Médico de Família. Com tão pouco, faz tanto!
Médica interna de MGF, USF do Minho do ACeS Cávado I - Braga

Médico de Família. Com tão pouco, faz tanto!

Escrevo, neste gabinete, que já me parece uma segunda casa. Tenho desenhos de crianças nas paredes, material médico espalhado na secretária, panfletos e folhetos no armário. As minhas gavetas são um caos que já não consigo organizar. Falta-me espaço e falta-me tempo. E é isto que é ser interna de Medina Geral e Familiar: falta de espaço e de tempo. Falta espaço nas agendas, falta espaço no consultório, falta espaço dentro de mim.

Os utentes trazem-me os seus problemas como uma lista de compras (literalmente trazem uma lista escrita à pressa no dia antes ou meticulosamente elaborada em preparação para consulta) “é a tensão alta, é o ombro que dói, é este sinal que cresceu, é o meu filho que me preocupa, é o patrão que não perdoa…”.  E eu tenho vinte minutos para ajudar no que posso, para perceber os seus receios, para desconstruir conceitos errados, para fazer prevenção primária e secundária e terciária e (já vamos em quantas?), vinte minutos para fazer escuta ativa e a consulta em sete passos.

E o Sr. Augusto, no auge dos seus 87 anos, demora cinco minutos a tirar o casaco para eu poder medir a tensão e, já demorou dois a chegar ao consultório, e, um minuto a dizer-me como é bom ver-me sem máscara e mais 30 segundos a tirar os exames do saco e demora mais dois minutos a encontrar “as caixinhas da medicação, que eu não consigo saber isto de cor, Sra. Doutora, pareço uma farmácia ambulante”.

Como proceder -
Pode transcrever, sem alterações, o trecho do excerto sobre o médico de família que começa nas palavras "Médica interna de" e termina após "dentro de mim."?

Material extraído -
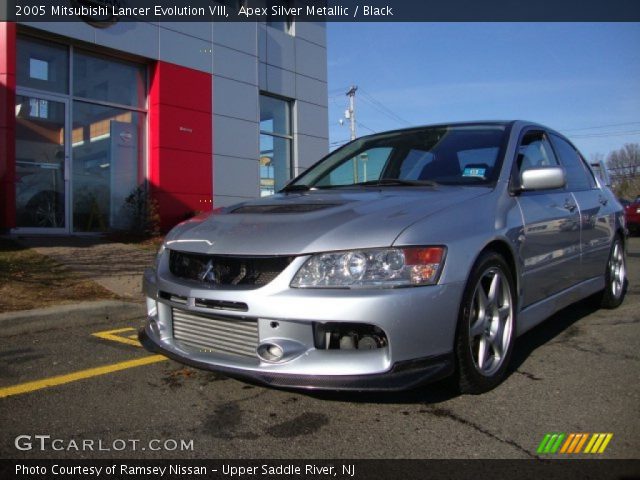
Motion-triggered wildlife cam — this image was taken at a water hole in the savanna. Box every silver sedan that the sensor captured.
[139,121,627,393]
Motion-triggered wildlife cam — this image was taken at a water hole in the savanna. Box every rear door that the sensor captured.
[549,134,615,280]
[513,130,580,307]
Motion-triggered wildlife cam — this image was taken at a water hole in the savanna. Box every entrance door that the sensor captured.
[16,92,69,233]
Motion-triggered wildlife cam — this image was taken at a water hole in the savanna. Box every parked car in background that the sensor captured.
[139,121,627,393]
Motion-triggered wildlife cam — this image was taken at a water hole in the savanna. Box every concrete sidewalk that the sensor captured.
[16,236,155,302]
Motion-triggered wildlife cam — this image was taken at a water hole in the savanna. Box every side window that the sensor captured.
[551,134,596,191]
[511,130,560,192]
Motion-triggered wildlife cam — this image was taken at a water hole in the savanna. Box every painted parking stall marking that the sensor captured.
[91,327,142,347]
[0,327,168,398]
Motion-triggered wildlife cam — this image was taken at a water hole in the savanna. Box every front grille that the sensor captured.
[171,308,258,357]
[169,250,293,288]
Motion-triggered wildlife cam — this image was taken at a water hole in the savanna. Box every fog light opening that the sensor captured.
[314,322,388,350]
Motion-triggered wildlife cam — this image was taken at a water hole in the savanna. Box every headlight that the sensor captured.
[156,246,167,265]
[291,247,446,288]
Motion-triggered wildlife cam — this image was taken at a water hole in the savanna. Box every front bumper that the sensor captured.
[139,255,464,390]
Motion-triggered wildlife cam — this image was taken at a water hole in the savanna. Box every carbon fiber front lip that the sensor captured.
[138,328,454,391]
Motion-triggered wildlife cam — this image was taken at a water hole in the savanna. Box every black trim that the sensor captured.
[138,328,454,392]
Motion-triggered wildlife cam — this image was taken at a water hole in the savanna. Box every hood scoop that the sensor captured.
[229,203,339,213]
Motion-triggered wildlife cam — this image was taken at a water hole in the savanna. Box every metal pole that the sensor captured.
[347,85,358,140]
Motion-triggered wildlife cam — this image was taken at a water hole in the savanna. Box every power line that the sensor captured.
[361,89,411,125]
[569,130,640,138]
[356,120,378,133]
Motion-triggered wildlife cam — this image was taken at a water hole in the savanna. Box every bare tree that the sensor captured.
[607,143,640,199]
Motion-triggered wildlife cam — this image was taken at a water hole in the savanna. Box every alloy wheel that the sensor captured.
[469,267,514,376]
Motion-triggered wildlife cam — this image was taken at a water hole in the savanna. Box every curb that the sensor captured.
[0,300,146,337]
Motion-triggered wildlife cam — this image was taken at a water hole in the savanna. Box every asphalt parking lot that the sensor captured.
[0,238,640,459]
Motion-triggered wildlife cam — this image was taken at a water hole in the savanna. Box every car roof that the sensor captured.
[358,120,564,139]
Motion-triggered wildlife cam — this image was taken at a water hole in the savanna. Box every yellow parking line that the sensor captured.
[91,327,142,347]
[0,355,168,398]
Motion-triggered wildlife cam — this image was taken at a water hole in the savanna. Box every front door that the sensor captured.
[514,130,580,307]
[15,92,69,233]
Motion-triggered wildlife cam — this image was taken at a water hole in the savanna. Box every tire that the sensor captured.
[455,251,517,394]
[599,235,629,309]
[27,190,64,228]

Resultado da tarefa -
Médica interna de MGF, USF do Minho do ACeS Cávado I - Braga

Médico de Família. Com tão pouco, faz tanto!

Escrevo, neste gabinete, que já me parece uma segunda casa. Tenho desenhos de crianças nas paredes, material médico espalhado na secretária, panfletos e folhetos no armário. As minhas gavetas são um caos que já não consigo organizar. Falta-me espaço e falta-me tempo. E é isto que é ser interna de Medina Geral e Familiar: falta de espaço e de tempo. Falta espaço nas agendas, falta espaço no consultório, falta espaço dentro de mim.